Nothing about this feels like a well-run engineering team. I understand it’s a startup, but all of this is just weird.

By @abeyer - 3 months
Feels like a case study in _why not_ to trust internet randos without hardware experience with a device that's meant to handle a bunch of private data.
By @blackeyeblitzar - 3 months
The article says that an incoming update is addressing this by giving people the option to delete local data, so it looks like this soon won’t be an issue.

But stepping back, it is not at all surprising to hear about this type of flaw. MOST startups have these kinds of flaws. They spend as little as possible on things like security or privacy. Enough to meet some checklist minimally but not enough to actually respect customers and their data. In some ways it is understandable since they have to do whatever they can to survive, and the chances of that are low to begin with - so saving their energy and time for other things is what happens.

I bet most customers would be frightened if they knew exactly how cavalier most startups truly are.

▶ AIM OF THE TASK:
Print the comment thread word for word, everything from "By @abeyer - 3" down to "of private data.".

Records from a dataset:
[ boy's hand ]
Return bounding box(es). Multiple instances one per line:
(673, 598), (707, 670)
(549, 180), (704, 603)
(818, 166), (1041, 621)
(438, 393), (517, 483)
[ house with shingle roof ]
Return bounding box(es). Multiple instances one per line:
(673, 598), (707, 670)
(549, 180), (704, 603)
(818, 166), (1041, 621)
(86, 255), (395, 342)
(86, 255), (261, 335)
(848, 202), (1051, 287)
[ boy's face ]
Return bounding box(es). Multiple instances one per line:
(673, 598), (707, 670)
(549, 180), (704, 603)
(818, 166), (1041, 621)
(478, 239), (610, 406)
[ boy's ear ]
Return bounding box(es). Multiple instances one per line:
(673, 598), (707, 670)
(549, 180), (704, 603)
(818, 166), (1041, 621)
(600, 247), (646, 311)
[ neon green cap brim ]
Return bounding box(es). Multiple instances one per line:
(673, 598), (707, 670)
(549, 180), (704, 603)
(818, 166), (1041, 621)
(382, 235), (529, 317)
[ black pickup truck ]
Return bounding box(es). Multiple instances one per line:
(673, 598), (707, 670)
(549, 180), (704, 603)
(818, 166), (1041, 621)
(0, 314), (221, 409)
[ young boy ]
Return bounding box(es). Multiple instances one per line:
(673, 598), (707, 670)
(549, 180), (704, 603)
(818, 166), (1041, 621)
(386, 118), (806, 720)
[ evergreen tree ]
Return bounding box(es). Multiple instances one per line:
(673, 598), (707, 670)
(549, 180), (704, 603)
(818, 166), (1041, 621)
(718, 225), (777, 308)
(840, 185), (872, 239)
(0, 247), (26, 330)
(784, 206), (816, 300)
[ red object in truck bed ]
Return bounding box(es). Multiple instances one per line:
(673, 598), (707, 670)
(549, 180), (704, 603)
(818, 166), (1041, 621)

▶ RESULT OF THE TASK:
By @abeyer - 3 months
Feels like a case study in _why not_ to trust internet randos without hardware experience with a device that's meant to handle a bunch of private data.